> _Problems and tasks_:
#1 In the Flughafen Wien articles of association, translate this sentence into German: "The headquarters of the Company shall be located in Schwechat."
#2 Write the next part of the Flughafen Wien articles of association, picking up after the last sentence shown.

> _Passage given_:
Articles of Association of Flughafen Wien AG

I. GENERAL DEFINITIONS
  
§ 1
Company, Headquarters and Duration
 
1.   The stock corporation shall manage the Company.
 
Flughafen Wien Aktiengesellschaft
 
2.   The headquarters of the Company shall be located in Schwechat.
 
3.  The life of the Company shall not be limited to a specific period.
 
 
§ 2
Object of the Business
 
1.   The business of the Company is defined as the construction and operation of civilian airports with all related facilities, as well as the construction and operation of all necessary supply (e.g. water, electricity and heating) and disposal facilities (e.g. sewage systems and waste disposal).
 
2.   The Company is entitled to enter into all types of business transactions and undertake all measures necessary or useful to conduct its business, in particular the acquisition and development of real estate, founding of subsidiaries in Austria or other countries, and acquisition of investments in other companies.
 
  
§ 3
Public Announcements
 
Public announcements by the Company, to the extent that and in cases where these announcements are required by the Austrian Stock Corporation Act, shall be made in the Federal Gazette to the “Wiener Zeitung“. All other announcements by the Company shall comply with the relevant legal regulations. All announcements shall also be published on the Company’s Internet website.
 
   
II. SHARE CAPITAL AND SHARES
 
 
§ 4
Capital Stock
 
1.  The share capital of the Company equals EURO 152,670,000. --.
 
2.  It is divided into 84,000,000 bearer shares of common stock.
 
 
 § 5
Class of Shares
 
1. The shares are classified as bearer shares.
 
2. The form and content of the share certificates shall be determined by the Management Board.
 
  
III. THE MANAGEMENT BOARD
 
 
§ 6
Management and Representation, Reports to the Supervisory Board
 
1.   The Management Board shall be comprised of two or three members; the designation of substitute members is permissible within this limit.
 
      Persons may be nominated to the Management Board for the last time in the year in which they reach their 65th birthday.
 
2.   The Company shall be represented by two members of the Management Board acting jointly, or by one member of the Management Board together with an officer of the Company.
 
3.   In voting procedures, each member of the Management Board (also substitute members of the Management Board) shall have one vote. The Management Board shall pass resolutions with a simple majority of the votes cast.
 
4.   If a member of the Management Board is appointed chairperson of this body, his/her vote shall be deciding in the event of a tie.
 
5.   The Management Board shall establish its own rules of procedure, which also determine the distribution of duties among the members of the Board; the rules of procedure and distribution of duties require the approval of the Supervisory Board.
 
6.   The Supervisory Board shall determine any additional transactions that require its approval, in addition to those cases defined by law; the Supervisory Board shall also set financial limits up to which the approval of the Supervisory Board for such transactions is not necessary, within the scope determined by law.

7.   The Management Board shall have sole responsibility for managing the Company in accordance with prevailing legal regulations, the Articles of Association and the by-laws applying to the Management Board which are subject to the approval of the Supervisory Board, in such a manner as required in order to benefit the Company, taking into account the interests of shareholders and employees as well as the public interest. The pursuance of relevant social, scientific and cultural projects and goals is also considered to be of benefit to the Company.

> _Records shown_:
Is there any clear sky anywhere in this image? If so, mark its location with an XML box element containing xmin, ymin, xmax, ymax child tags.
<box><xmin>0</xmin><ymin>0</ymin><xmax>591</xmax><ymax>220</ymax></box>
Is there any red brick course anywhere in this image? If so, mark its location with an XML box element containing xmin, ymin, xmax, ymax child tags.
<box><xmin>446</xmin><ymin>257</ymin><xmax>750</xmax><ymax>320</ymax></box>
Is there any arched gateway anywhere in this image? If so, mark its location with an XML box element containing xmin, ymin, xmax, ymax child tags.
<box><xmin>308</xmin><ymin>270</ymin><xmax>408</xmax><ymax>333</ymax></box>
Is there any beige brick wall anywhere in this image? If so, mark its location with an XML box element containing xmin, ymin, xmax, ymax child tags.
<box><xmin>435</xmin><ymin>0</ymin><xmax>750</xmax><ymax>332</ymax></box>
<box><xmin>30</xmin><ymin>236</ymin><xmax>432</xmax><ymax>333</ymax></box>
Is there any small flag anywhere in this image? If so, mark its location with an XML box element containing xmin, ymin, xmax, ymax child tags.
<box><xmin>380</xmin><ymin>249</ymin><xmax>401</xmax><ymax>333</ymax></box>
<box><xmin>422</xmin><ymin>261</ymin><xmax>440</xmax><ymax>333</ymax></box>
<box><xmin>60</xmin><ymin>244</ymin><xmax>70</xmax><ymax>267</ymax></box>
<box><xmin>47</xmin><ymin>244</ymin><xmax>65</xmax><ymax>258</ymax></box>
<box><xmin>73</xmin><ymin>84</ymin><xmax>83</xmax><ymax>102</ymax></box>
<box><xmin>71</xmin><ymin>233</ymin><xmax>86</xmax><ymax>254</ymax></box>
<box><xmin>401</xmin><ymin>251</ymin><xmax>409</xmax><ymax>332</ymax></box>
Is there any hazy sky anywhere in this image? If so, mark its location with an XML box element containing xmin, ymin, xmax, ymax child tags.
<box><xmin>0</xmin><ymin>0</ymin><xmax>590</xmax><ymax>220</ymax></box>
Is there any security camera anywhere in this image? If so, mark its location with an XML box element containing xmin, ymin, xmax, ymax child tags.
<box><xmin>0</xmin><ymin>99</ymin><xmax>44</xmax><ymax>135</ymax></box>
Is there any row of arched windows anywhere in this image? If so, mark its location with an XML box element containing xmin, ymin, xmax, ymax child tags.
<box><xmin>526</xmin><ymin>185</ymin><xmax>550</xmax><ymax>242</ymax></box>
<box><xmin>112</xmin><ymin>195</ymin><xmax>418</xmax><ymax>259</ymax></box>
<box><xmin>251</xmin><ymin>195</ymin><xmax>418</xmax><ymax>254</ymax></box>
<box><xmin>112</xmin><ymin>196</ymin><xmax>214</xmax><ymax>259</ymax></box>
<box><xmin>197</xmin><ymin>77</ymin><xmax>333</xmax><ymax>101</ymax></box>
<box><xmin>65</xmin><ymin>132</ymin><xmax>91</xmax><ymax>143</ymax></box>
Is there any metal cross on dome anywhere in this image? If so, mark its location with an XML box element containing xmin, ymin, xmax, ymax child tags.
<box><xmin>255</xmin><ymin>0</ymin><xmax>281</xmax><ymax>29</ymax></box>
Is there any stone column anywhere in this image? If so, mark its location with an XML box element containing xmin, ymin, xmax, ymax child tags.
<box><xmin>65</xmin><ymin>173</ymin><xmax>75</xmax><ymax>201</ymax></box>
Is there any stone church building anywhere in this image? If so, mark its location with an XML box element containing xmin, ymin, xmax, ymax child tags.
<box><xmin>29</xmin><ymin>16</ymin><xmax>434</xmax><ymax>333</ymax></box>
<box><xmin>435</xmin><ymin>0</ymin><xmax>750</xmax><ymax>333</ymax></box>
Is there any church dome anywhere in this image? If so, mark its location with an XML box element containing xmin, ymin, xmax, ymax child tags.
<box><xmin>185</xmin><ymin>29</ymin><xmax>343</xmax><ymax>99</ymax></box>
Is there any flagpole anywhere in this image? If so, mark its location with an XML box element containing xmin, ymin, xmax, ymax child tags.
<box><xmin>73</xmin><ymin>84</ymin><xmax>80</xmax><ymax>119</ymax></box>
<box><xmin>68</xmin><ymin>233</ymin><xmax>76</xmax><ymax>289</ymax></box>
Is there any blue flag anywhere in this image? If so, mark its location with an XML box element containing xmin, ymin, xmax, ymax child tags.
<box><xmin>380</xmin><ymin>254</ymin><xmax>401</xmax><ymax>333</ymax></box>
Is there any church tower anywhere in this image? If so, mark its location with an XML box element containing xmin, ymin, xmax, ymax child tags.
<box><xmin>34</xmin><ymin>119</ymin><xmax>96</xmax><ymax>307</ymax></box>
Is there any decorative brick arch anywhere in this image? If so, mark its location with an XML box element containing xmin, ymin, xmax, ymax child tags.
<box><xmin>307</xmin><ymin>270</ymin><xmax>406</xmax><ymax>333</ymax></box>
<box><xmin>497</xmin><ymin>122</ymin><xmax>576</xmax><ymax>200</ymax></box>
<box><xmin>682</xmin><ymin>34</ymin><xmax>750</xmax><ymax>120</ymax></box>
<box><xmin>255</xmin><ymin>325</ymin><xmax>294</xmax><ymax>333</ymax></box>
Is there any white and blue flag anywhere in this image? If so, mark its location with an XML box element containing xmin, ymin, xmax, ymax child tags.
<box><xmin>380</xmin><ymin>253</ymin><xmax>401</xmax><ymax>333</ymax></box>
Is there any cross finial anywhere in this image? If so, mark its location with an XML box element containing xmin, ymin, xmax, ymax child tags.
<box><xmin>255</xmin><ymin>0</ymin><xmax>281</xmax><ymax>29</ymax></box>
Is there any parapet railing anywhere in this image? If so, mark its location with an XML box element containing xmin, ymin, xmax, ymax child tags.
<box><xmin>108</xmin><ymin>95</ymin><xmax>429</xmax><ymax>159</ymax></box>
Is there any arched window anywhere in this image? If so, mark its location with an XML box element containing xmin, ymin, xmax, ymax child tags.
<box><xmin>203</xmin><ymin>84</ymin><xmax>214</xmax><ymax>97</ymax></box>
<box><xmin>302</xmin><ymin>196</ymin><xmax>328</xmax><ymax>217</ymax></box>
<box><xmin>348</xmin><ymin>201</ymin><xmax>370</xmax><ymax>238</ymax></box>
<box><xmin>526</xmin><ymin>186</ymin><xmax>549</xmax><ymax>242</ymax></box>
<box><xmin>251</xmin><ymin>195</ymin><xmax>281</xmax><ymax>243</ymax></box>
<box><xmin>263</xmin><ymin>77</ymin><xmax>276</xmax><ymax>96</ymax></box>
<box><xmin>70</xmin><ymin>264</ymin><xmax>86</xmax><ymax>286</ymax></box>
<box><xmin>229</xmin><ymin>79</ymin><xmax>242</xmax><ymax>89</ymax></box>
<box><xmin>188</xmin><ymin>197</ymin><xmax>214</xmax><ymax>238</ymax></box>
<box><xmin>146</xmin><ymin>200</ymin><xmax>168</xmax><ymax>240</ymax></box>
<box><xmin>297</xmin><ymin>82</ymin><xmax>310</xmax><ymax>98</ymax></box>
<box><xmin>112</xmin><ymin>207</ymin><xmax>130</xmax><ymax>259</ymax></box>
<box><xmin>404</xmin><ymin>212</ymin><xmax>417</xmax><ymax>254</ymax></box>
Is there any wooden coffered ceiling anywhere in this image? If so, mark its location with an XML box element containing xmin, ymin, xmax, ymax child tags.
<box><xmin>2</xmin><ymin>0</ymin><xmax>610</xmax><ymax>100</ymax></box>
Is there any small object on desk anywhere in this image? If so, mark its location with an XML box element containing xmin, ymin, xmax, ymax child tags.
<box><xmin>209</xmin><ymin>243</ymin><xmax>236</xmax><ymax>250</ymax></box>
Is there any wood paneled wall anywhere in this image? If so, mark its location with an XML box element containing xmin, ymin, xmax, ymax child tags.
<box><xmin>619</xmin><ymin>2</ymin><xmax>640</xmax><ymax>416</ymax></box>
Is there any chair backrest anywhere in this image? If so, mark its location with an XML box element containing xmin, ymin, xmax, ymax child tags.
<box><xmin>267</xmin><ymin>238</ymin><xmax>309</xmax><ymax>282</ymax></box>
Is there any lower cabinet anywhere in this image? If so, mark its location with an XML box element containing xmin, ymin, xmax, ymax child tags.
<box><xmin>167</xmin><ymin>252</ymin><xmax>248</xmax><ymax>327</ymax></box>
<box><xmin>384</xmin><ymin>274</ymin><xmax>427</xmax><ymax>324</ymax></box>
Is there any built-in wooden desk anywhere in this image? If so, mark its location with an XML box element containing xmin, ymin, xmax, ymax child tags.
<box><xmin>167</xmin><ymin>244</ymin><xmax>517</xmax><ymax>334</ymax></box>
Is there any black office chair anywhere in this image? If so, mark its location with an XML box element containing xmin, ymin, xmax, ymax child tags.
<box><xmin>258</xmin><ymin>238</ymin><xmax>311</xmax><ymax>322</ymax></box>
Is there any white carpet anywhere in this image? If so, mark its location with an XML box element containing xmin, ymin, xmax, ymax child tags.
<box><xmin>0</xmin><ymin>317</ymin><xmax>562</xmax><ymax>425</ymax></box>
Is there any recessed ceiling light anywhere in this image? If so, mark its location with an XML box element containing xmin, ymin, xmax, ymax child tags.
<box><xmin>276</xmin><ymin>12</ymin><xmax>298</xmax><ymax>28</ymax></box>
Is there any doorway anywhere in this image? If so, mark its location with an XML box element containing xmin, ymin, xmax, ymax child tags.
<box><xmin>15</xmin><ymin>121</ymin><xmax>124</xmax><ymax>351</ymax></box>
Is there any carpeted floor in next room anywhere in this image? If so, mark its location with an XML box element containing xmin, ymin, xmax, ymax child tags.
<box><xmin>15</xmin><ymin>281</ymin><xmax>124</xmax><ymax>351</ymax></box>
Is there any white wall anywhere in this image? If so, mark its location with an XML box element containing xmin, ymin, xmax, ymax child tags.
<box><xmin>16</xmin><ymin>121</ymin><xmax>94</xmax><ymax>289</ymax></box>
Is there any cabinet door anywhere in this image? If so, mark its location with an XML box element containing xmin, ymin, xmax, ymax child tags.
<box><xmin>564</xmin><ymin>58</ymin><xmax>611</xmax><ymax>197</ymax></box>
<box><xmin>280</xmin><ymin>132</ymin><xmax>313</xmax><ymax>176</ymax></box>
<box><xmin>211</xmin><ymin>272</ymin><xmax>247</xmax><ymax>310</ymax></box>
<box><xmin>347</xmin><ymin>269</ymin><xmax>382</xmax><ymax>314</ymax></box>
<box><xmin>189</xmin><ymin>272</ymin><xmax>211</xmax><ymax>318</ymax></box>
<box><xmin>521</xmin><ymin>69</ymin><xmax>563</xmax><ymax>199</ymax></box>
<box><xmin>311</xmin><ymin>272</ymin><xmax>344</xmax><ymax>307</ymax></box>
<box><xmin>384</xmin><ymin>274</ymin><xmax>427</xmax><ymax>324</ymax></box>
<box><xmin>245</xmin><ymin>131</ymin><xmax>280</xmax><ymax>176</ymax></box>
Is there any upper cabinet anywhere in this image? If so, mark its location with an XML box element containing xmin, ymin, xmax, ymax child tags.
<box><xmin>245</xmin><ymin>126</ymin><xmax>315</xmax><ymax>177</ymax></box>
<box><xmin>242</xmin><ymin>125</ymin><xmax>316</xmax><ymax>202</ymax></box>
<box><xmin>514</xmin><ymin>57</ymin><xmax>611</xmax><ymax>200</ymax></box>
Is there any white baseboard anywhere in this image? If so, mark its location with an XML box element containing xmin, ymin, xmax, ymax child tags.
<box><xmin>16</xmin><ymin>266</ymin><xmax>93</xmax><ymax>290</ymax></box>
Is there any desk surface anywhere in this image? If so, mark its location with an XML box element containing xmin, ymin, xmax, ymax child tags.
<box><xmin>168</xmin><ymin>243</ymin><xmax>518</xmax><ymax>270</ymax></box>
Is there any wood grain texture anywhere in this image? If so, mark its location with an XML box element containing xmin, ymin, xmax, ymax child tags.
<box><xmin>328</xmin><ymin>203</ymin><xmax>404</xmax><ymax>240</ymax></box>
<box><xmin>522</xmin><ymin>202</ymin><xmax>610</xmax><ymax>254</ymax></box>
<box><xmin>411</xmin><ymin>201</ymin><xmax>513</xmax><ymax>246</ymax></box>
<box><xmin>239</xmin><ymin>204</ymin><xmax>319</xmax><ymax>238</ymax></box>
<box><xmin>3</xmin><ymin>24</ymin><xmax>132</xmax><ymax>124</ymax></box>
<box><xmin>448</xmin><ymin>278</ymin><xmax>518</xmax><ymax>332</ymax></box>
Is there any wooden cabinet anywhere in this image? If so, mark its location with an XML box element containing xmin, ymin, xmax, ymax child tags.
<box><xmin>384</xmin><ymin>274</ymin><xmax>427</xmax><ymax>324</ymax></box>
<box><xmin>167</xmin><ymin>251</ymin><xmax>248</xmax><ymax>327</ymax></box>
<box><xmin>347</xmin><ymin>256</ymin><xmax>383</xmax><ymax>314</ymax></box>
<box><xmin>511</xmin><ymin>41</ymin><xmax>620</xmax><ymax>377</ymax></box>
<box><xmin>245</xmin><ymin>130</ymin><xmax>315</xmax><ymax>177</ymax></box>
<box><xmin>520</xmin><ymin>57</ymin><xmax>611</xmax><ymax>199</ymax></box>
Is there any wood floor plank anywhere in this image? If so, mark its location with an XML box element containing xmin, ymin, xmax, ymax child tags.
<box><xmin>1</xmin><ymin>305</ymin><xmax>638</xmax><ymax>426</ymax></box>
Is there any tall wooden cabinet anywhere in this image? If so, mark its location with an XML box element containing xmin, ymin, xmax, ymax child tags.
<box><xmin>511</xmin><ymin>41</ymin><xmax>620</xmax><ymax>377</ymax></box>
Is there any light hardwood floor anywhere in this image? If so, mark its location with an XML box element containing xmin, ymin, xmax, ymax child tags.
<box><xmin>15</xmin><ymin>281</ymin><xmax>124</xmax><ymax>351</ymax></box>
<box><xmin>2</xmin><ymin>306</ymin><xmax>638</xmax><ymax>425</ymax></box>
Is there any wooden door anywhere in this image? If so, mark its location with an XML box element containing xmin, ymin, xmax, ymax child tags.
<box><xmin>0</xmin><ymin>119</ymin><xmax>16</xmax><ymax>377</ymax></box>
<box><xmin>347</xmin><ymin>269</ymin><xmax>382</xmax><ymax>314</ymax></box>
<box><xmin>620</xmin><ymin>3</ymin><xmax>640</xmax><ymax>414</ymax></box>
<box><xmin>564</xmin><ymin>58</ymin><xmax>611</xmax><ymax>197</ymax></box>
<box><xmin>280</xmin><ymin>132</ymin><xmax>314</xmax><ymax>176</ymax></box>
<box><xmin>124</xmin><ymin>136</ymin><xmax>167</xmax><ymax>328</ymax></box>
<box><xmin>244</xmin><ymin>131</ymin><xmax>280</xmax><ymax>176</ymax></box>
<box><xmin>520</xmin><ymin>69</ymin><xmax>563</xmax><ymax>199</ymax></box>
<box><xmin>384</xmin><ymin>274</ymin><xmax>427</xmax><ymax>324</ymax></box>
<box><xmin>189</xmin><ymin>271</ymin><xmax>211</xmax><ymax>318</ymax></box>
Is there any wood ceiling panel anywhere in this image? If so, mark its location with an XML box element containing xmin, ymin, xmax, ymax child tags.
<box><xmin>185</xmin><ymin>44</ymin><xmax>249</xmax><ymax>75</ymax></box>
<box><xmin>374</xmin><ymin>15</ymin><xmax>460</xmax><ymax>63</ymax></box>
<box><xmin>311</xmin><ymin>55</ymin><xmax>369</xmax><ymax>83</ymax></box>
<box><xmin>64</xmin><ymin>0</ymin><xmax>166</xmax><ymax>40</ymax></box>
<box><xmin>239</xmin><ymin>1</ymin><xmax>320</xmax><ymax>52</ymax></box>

> _Results by task_:
#1 Der Sitz der Gesellschaft befindet sich in Schwechat.

#2
 
8.   The members of the Management Board are to conduct their management activities with the due care and diligence of a prudent and conscientious manager. A breach of obligations is not considered to exist if a Management Board member is not guided by irrelevant or extraneous considerations in making business decisions and reasonably believes to be acting in the best interest of the Company on the basis of appropriate information. In this regard, not only economic but in particular relevant social, scientific and cultural aspects as well should be taken into account.
 
9.   The Management Board shall report to the Supervisory Board at least once each year on fundamental issues concerning the future business policies of the Company and future development of the Company’s asset, finance and earnings positions by means of a forecast (annual report).
 
10.  Moreover the Management Board shall report on a regular basis, and at least once each quarter, to the Supervisory Board on the development of business and current status in comparison to forecast in accordance with the future development of the Company (quarterly report). This report must also provide information on the status of major Group companies and holdings.
 
11.  In cases of importance, the Chairman of the Supervisory Board shall be informed immediately; moreover, any circumstances that are of major importance for the profitability or liquidity of the Company shall be reported to the Supervisory Board immediately (special report).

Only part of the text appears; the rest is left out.